• GOAL OF THE EXERCISE:
Present every line of the records below as a numbered list, omitting blank lines and leaving out the pictures.

Point annotation records
'''

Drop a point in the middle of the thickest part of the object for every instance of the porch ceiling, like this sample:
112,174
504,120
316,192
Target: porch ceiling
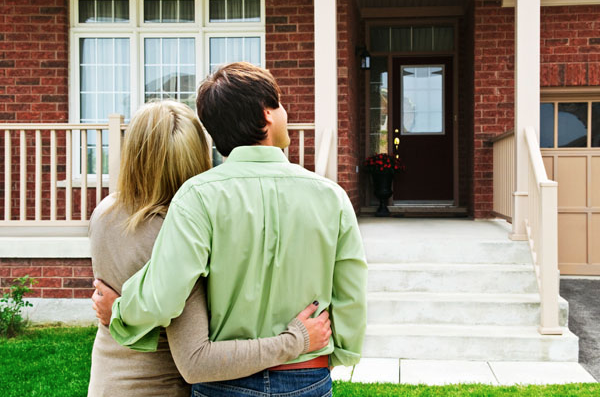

'''

• OUTPUT BELOW:
1. Drop a point in the middle of the thickest part of the object for every instance of the porch ceiling, like this sample:
2. 112,174
3. 504,120
4. 316,192
5. Target: porch ceiling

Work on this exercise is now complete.